So really, you need this combo:
a) amplifier(s) that can produce the desired volume without clipping
b) speakers that can handle that power level

Unfortunately, the audio industry hardly ever makes that clear. Such phrases as "max power" "continuous power" RMS power" "program power" "peak program power" "peak power" all float somewhat interchangeably in the manufacturer's specs. We have the same problem in the music equipment industry, with PA speakers & floor monitors constantly getting fried and power amps blowing up. All the end-user usually wants is to hear his music loudly and cleanly.... the marketing divisions make the process of getting to that point a bewildering experience.


----------



## Oliver

*Read it and see if you can figure anything out !*



> Manville on *average power over time*:
> 
> The only thing that thermally damages speakers is power... more specifically: average power over time.
> 
> I'll explain...
> 
> If you take a given amplifier, let's say 100 watts and operate it just below clipping with music material, the "Crest Factor" of the amplifier's output is equivalent to the "Crest Factor" of the program material.
> 
> "Crest Factor" is the difference between the average level of the signal and its peak level. For example, a pure sine wave has a "crest factor" of 3dB, meaning that it's peak level is 3dB higher than its average level. We all know that 3dB represents a power factor of 2, so another way to look at it is that the peak power of the signal is twice that of its average level. So, if we play a sine wave on our 100 watt amplifier, just below its clipping level, the average power (over time) the speaker is needing to dissipate is 50 watts.
> 
> A true square wave, by comparison, has a crest factor of 0db, so it has equal average and peak power. Our 100 watt amplifier, playing a square wave, unclipped, into our speaker requires that the speaker dissipates 100 watts of power (twice the heat as a sine wave).
> 
> Music has a significantly higher crest factor than sine waves or square waves. A highly dynamic recording (Sheffield Lab, Chesky, etc.) typically has a crest factor of 20dB or more, meaning that its average power is 100 times lower than its peak power. So, if we play our 100 watt amplifier just below clipping with the typical audiophile recording our speaker is only needing to dissipate 1 watt of average power over time.
> 
> Modern commercial recordings typically exhibit crest factors of around 10dB, meaning that the average power is 10 times lower than the peak power. So, our 100 watt amp just below clipping would deliver an average power over time of 10 watts that the speaker has to dissipate.
> 
> Okay, so what happens when we clip the amplifier (which we all do at times). When the amplifier enters into clipping, the peak power no longer increases, but here's the KEY... THE AVERAGE POWER CONTINUES TO INCREASE. We can often tolerate a fair amount of clipping... as much as 10 dB or more above clipping with a reasonably dynamic recording... a bit less with a compressed commercial recording.
> 
> So, if we turn the volume up 10dB higher than the clipping level with our Sheffield Lab recording, we have now reduced the crest factor of the signal reaching the speakers by 10dB... so instead of needing to dissipate 1 watt average, we are asking the speaker to dissipate 10 watts average, and we're probably ok.

[Dataset records on object locations]
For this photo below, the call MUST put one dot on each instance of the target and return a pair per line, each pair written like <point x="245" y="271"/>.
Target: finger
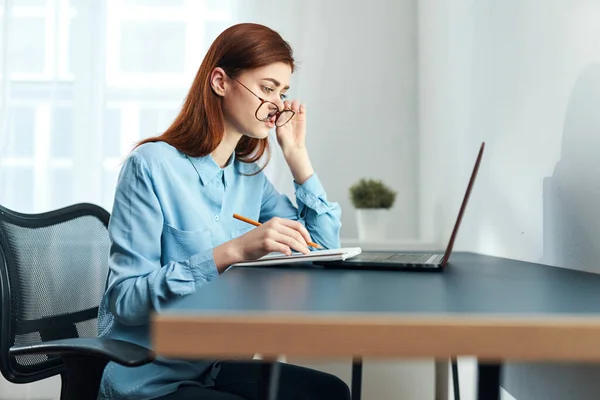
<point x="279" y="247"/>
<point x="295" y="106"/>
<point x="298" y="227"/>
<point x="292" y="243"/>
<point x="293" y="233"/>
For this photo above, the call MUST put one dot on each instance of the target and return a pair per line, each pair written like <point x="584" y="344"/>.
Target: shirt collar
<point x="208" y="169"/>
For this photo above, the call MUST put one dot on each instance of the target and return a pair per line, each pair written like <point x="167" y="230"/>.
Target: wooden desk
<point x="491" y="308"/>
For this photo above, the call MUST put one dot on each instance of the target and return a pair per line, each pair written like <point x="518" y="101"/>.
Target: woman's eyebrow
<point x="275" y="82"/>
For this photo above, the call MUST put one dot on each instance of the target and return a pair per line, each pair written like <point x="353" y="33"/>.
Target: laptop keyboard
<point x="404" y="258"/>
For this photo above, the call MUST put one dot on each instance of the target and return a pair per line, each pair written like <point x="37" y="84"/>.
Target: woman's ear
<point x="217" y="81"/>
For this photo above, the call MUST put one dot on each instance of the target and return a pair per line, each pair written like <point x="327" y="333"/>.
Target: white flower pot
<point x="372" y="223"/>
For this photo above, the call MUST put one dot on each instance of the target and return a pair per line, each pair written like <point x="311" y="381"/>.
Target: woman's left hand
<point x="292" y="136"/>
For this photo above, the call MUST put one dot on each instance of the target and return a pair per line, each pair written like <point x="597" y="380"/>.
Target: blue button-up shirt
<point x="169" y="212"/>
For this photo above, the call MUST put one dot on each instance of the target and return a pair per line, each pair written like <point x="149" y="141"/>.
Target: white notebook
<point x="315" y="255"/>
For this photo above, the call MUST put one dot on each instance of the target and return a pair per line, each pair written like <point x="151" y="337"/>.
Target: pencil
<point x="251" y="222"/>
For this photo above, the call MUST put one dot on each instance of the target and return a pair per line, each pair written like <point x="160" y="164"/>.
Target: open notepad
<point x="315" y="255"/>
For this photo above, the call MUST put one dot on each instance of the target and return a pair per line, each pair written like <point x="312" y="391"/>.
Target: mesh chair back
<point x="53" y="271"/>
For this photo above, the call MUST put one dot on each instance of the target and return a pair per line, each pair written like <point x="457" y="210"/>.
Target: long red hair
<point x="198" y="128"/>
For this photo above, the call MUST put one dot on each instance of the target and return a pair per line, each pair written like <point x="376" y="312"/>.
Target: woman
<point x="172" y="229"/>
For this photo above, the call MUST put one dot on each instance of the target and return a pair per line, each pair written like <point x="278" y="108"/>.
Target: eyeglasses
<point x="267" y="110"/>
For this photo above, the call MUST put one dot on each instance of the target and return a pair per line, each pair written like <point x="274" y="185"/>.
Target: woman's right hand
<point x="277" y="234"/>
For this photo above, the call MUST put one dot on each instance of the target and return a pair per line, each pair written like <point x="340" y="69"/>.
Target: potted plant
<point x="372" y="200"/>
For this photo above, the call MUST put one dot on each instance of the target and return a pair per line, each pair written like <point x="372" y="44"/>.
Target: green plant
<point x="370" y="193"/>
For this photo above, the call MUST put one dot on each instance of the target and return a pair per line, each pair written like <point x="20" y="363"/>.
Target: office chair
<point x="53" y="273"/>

-- LIST OF TASKS --
1 - According to the thread on amplifier and speaker power, what crest factor does a pure sine wave have?
2 - Count the lines of the records that contain the word "hand" and give only the number.
The records are unrelated to the thread on amplifier and speaker power.

-- WRITTEN ANSWERS --
1 - 3dB

2 - 2